| Required actions |
[1] Using the article on Princeton's meningitis B vaccine, decide whether each statement below agrees with it, answering yes or no and quoting the deciding words. (a) Princeton plans to offer doses in December and February to all undergraduate students. (b) The vaccine has been widely approved in the United States. (c) The FDA recommended Princeton's plan.
[2] Write a continuation of the article on Princeton's meningitis B vaccine, starting right after its final sentence.

| Text provided |

|---|

Health

Princeton University approves Meningitis B vaccine

Federal health officials approve importing the vaccine for campus use, but FDA hasn't cleared it for wider applications

Kevin Daniels, right, receives a free meningitis vaccination from Dr. Wayne Chen at the AIDS Healthcare Foundation pharmacy on April 15, 2013, in Hollywood, Calif.
Kevork Djansezian/Getty Images

Princeton University officials decided Monday to make available a meningitis vaccine – which has not been widely approved in the United States – to stop the spread of the sometimes deadly disease on campus.

Meningitis can be transmitted through kissing, coughing or lengthy contact. Campuses, with their concentration of young adults in close quarters, make dangerous breeding grounds for the bacteria.

Princeton said doses of the vaccine for type B meningococcal bacteria are to be available in December and February for all undergraduate students, graduate students who live in dormitories, and university employees who have sickle cell disease and other medical conditions that might make them more susceptible to meningitis. The university said the plan was recommended by the U.S. Centers for Disease Control and Prevention (CDC).

|---|

Referring expression data
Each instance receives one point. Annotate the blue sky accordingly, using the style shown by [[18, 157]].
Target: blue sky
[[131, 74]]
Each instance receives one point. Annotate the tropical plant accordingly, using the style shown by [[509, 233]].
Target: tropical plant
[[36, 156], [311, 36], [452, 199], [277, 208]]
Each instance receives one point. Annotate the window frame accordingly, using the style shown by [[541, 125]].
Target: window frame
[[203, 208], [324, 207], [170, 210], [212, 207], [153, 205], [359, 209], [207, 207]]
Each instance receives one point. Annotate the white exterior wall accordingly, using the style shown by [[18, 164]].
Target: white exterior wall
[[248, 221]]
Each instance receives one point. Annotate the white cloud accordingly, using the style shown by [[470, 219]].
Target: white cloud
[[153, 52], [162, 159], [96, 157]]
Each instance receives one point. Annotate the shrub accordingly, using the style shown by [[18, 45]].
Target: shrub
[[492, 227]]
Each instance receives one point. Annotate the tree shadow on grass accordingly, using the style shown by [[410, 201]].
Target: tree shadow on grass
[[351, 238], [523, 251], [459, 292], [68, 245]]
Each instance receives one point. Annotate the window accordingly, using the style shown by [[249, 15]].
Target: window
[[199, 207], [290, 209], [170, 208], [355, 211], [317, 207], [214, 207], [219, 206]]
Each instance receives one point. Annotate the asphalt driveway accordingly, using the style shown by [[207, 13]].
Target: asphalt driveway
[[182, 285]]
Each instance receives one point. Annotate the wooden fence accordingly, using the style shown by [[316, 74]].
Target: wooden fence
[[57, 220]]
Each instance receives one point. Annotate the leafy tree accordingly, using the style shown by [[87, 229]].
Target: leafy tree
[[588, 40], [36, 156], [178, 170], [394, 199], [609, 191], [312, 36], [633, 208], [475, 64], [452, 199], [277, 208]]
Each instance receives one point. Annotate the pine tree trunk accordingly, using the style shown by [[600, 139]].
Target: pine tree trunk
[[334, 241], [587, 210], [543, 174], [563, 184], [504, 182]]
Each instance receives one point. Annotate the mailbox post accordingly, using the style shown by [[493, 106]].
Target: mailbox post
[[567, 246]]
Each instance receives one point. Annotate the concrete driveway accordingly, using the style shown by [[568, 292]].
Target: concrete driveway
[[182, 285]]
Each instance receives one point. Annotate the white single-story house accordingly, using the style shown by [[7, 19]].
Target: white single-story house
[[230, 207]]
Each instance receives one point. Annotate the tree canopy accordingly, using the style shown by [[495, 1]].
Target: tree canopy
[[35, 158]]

|---|

| Response list |
[1]
(a) Yes: "doses of the vaccine for type B meningococcal bacteria are to be available in December and February for all undergraduate students"
(b) No: "which has not been widely approved in the United States"
(c) No: "The university said the plan was recommended by the U.S. Centers for Disease Control and Prevention (CDC)."

[2]
The vaccinations are to be paid for by the university and are not mandatory. Officials said they are most effective in two doses.

Seven meningitis cases have been confirmed on the New Jersey campus since March, with six students and a visitor diagnosed and the most recent case reported last week. None of the cases has been fatal.

The New York Times reported that almost all undergraduates at Princeton and other four-year colleges in the state are already required to be vaccinated against meningitis, according to New Jersey law. But the type of the illness currently afflicting Princeton is not covered by the vaccine that is widely available in the U.S. and has been approved by the Food and Drug Administration (FDA), the newspaper said.

Last week, the FDA approved importing the vaccine, Bexsero, for use at the Ivy League school for the type B disease, though it remains in the approval process in the wider U.S. market.

The CDC says the outbreak at Princeton is the first in the world since the vaccine against the type B meningococcal bacteria was approved in Europe and Australia this year. The vaccine is the only one known for use against the strain. 

Bacterial meningitis is a disease that can cause swelling of the membranes covering the brain and spinal cord. Those who get it develop symptoms quickly and can die in a couple of days. Survivors can suffer mental disabilities, hearing loss and paralysis.

The B strain is among the most common in Europe, and last year accounted for 160 of the 480 meningitis cases in the U.S. tallied by the CDC. About one in 10 young adults with the strain dies. One in five develops a permanent disability.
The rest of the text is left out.